Menuwatch: Meadowsweet, Norfolk

30 June 2021 by

This Norfolk restaurant with rooms is being run by a couple bringing experience of the luxury and service of country house hotels to a boutique business. Lisa Jenkins reports.

Chef Greg Anderson and his partner Rebecca Williams have opened Meadowsweet, a restaurant with rooms, quietly and to early, glowing reviews from excited local Norfolk diners. It's early days for the couple as business owners, but their reputations precede them, and dinner bookings are full until the end of the year.

Scottish-born Anderson was previously head chef at nearby Morston Hall for six years, during which time he retained its Michelin star and won four AA rosettes. Williams was general manager at the restaurant and hotel for five years, and previously at the Ingham Swan in Norwich. Prior to that she worked at the Château de Bagnols in Bagnols, France, while completing her French degree. They opened the 20-cover restaurant with three bedrooms in the picturesque market town of Holt at the end of May.

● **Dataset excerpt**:
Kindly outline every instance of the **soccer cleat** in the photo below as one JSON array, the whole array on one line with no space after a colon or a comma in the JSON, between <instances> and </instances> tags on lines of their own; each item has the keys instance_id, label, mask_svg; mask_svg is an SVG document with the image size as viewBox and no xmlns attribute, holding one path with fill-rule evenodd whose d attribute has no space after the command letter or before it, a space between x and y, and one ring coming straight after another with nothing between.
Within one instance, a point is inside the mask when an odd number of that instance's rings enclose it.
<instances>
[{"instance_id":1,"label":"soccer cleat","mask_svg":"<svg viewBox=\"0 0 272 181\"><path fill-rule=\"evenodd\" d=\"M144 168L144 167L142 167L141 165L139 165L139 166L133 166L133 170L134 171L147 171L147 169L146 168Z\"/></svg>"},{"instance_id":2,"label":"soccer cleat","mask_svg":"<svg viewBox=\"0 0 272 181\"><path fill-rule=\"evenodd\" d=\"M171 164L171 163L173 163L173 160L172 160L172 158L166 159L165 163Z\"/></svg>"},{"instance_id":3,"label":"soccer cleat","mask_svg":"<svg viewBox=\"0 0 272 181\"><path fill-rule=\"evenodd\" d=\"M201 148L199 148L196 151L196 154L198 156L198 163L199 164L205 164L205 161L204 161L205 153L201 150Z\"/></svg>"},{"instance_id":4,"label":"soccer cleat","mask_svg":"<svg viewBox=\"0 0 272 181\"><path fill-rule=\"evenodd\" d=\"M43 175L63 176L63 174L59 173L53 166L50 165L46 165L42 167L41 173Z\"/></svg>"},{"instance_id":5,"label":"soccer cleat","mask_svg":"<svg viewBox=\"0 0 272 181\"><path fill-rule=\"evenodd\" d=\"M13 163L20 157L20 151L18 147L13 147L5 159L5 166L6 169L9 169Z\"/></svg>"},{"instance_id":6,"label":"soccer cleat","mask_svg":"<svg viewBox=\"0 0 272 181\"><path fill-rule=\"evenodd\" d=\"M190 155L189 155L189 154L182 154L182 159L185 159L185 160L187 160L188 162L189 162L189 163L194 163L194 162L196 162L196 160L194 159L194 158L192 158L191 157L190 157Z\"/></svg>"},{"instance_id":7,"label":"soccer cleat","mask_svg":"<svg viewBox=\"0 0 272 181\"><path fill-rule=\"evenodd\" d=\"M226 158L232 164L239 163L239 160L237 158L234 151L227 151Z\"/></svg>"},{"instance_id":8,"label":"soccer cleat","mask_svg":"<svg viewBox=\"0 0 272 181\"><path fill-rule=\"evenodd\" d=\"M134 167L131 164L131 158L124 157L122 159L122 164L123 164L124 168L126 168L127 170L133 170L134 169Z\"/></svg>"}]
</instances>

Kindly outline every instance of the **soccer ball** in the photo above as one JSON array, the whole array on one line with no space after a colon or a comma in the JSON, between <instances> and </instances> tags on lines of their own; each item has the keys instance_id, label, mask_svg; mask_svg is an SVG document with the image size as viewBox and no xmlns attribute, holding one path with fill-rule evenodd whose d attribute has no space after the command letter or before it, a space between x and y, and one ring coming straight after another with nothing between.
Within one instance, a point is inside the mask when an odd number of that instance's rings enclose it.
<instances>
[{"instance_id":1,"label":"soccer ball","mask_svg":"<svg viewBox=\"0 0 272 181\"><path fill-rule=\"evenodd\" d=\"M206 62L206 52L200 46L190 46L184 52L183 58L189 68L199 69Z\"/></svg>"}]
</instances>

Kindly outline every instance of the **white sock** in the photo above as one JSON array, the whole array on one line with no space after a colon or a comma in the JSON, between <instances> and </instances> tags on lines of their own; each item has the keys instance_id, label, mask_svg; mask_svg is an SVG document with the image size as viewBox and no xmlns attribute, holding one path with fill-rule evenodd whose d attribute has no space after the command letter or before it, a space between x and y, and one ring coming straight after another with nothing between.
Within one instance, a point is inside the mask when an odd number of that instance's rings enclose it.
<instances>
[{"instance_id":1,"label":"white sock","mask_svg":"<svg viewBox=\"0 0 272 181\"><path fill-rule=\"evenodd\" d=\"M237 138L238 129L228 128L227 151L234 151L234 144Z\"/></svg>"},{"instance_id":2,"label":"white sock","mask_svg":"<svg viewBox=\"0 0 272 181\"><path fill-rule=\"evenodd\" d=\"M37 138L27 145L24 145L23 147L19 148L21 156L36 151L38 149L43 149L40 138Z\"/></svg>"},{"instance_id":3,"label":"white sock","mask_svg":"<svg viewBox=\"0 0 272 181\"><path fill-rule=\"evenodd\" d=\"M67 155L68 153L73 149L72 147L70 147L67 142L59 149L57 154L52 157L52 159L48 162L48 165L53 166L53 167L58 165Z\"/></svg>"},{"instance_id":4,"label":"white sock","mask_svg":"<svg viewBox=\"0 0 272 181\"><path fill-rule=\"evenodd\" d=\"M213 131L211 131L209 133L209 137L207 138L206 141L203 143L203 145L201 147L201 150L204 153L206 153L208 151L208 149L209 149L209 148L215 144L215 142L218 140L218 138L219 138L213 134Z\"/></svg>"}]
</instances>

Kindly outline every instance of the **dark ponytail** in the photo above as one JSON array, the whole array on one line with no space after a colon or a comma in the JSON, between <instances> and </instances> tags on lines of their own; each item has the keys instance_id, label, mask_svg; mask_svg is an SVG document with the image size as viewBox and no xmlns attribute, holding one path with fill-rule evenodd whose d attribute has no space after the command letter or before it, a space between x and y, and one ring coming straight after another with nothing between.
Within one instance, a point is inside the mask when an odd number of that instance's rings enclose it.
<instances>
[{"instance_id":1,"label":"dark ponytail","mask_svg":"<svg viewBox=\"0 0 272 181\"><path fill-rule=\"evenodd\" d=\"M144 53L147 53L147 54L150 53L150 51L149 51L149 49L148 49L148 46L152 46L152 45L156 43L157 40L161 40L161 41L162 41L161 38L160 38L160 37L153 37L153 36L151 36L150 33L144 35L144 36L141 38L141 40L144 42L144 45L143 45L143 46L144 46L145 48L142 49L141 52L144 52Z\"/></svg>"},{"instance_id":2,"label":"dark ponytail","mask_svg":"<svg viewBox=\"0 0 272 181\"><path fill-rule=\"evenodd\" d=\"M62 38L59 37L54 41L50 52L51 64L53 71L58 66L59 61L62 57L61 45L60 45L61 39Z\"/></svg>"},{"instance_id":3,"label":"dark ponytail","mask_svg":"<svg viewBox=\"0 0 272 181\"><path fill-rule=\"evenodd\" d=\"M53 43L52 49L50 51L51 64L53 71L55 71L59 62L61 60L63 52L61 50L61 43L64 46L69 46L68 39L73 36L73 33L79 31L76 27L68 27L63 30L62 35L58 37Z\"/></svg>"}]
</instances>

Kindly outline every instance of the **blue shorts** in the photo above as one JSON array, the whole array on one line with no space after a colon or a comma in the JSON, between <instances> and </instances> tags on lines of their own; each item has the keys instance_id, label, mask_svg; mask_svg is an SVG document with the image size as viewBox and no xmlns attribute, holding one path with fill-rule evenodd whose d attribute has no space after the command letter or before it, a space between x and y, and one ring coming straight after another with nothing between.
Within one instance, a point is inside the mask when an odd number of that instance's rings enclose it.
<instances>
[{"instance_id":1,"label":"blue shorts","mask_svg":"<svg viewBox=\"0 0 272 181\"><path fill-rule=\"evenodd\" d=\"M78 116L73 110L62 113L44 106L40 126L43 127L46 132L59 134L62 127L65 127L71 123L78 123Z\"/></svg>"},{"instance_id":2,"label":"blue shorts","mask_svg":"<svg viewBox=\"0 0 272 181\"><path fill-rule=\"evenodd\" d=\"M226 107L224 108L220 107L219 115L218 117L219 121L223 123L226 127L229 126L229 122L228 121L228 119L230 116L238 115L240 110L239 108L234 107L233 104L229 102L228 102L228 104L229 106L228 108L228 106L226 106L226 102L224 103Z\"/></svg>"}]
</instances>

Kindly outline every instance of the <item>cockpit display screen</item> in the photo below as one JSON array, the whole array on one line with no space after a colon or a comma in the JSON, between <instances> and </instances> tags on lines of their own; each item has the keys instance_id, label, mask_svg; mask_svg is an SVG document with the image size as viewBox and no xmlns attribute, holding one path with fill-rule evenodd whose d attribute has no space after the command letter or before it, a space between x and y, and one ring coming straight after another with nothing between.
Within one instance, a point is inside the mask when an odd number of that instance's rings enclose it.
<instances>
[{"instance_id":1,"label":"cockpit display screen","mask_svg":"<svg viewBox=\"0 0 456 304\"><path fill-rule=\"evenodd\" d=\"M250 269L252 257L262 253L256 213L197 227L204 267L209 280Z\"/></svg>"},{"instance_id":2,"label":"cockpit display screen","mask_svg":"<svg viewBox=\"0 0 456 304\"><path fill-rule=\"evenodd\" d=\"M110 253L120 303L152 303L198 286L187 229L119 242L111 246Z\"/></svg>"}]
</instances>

● **Exercise requirements**:
- A) Return the passage of the Meadowsweet article from "Chef Greg Anderson" up to and including "end of May.", word for word.
- B) Take the Meadowsweet article further, picking up after its last sentence.
None of this data is needed.

● **Expected responses**:
- A)
Chef Greg Anderson and his partner Rebecca Williams have opened Meadowsweet, a restaurant with rooms, quietly and to early, glowing reviews from excited local Norfolk diners. It's early days for the couple as business owners, but their reputations precede them, and dinner bookings are full until the end of the year.

Scottish-born Anderson was previously head chef at nearby Morston Hall for six years, during which time he retained its Michelin star and won four AA rosettes. Williams was general manager at the restaurant and hotel for five years, and previously at the Ingham Swan in Norwich. Prior to that she worked at the Château de Bagnols in Bagnols, France, while completing her French degree. They opened the 20-cover restaurant with three bedrooms in the picturesque market town of Holt at the end of May.

- B)
Meadowsweet
Meadowsweet

Anderson and Williams are serving dinner five nights a week with one five-course tasting menu at £75 per person. His philosophy as a chef, says Anderson, is to: "simply buy the best ingredients and use them to produce dishes that we find delicious to eat. Because Meadowsweet is smaller than other restaurants we have worked in, we are trying to refine the food and the experience of the restaurant."

We are trying to refine the food and the experience of the restaurant

Anderson has done his time in all sections of the kitchen, learning pastry, pasta, bread, meat and fish preparation very early on in his career. He has also spent time eating in restaurants around the world, and this combination of classical technique and adventurous flavours can be seen in his dishes, which are presented in a "really clean-looking way".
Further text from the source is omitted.